OBJECTIVE: Show every line below that contains the word "reflection", copying each one in full. Case counts, so match only that exact capitalization.

INPUT MATERIAL:
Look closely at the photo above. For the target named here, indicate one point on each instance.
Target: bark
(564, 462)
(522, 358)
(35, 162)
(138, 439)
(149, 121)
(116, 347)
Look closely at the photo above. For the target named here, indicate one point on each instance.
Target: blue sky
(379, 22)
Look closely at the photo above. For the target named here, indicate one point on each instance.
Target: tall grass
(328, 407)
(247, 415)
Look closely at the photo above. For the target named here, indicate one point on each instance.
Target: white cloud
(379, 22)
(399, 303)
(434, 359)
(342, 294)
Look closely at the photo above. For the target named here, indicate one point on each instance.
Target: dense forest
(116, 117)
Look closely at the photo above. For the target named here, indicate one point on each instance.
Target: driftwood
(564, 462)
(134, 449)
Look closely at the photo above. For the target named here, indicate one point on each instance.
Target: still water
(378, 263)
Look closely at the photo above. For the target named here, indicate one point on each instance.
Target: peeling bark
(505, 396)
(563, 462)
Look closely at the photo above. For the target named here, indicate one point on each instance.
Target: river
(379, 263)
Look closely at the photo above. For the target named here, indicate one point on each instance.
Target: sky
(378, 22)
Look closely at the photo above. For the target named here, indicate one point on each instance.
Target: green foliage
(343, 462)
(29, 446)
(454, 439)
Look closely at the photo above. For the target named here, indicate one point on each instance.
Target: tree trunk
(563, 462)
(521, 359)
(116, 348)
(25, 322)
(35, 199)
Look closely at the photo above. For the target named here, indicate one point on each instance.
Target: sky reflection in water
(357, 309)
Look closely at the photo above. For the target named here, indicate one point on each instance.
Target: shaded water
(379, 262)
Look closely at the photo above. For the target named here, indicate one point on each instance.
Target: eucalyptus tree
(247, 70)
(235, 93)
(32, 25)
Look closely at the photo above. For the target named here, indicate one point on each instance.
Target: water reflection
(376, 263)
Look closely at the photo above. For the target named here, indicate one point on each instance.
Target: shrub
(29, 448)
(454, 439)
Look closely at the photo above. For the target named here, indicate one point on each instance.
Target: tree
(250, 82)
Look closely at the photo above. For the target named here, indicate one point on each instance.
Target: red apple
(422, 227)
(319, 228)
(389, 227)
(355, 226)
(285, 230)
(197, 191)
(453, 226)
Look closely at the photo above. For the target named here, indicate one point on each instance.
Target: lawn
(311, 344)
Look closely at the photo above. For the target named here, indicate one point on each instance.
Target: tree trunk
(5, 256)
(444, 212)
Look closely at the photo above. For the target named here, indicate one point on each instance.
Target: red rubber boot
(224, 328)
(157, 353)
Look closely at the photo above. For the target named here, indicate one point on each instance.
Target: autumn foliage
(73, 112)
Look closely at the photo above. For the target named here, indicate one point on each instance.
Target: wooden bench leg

THE COMPLETED TASK:
Target: sky reflection in water
Target: water reflection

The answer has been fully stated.